## Dataset excerpts
==================================================

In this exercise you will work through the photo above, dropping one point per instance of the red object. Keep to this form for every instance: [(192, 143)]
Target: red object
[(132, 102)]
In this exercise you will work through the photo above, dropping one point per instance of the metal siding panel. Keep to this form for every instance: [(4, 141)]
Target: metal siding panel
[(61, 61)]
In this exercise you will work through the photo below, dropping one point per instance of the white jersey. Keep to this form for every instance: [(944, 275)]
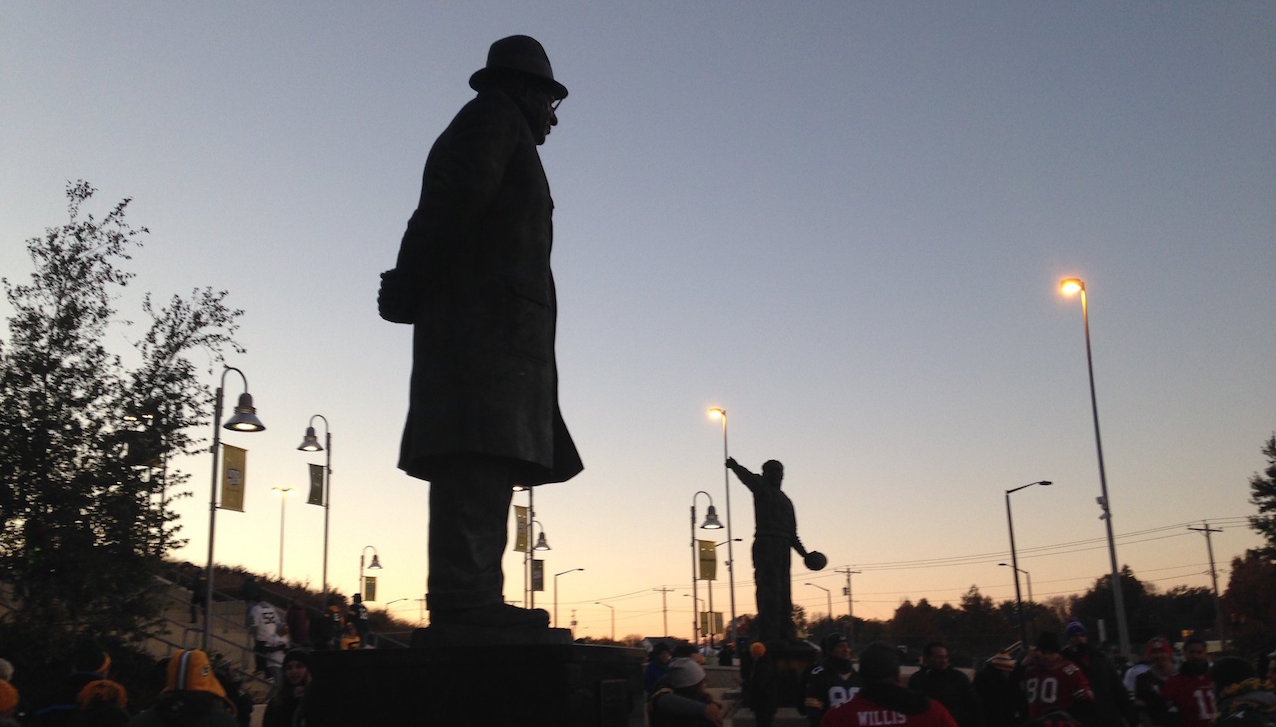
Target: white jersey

==================================================

## Exercise instructions
Where a picture appears, omit it, and otherwise retype the material exactly.

## Response
In this exercise you will work through the photo above, dropping one point per instance of the red object. Keep to this form for every instance: [(192, 143)]
Target: red object
[(132, 102)]
In this exercise you will work through the photo above, dropping one point per instance of the metal siding panel. Keep to this form for every instance: [(4, 141)]
Target: metal siding panel
[(61, 61)]
In this exercise you will work through the photo below, dropping one point per instance of the white jersey. Keep to this form for every instance: [(944, 275)]
Target: white jersey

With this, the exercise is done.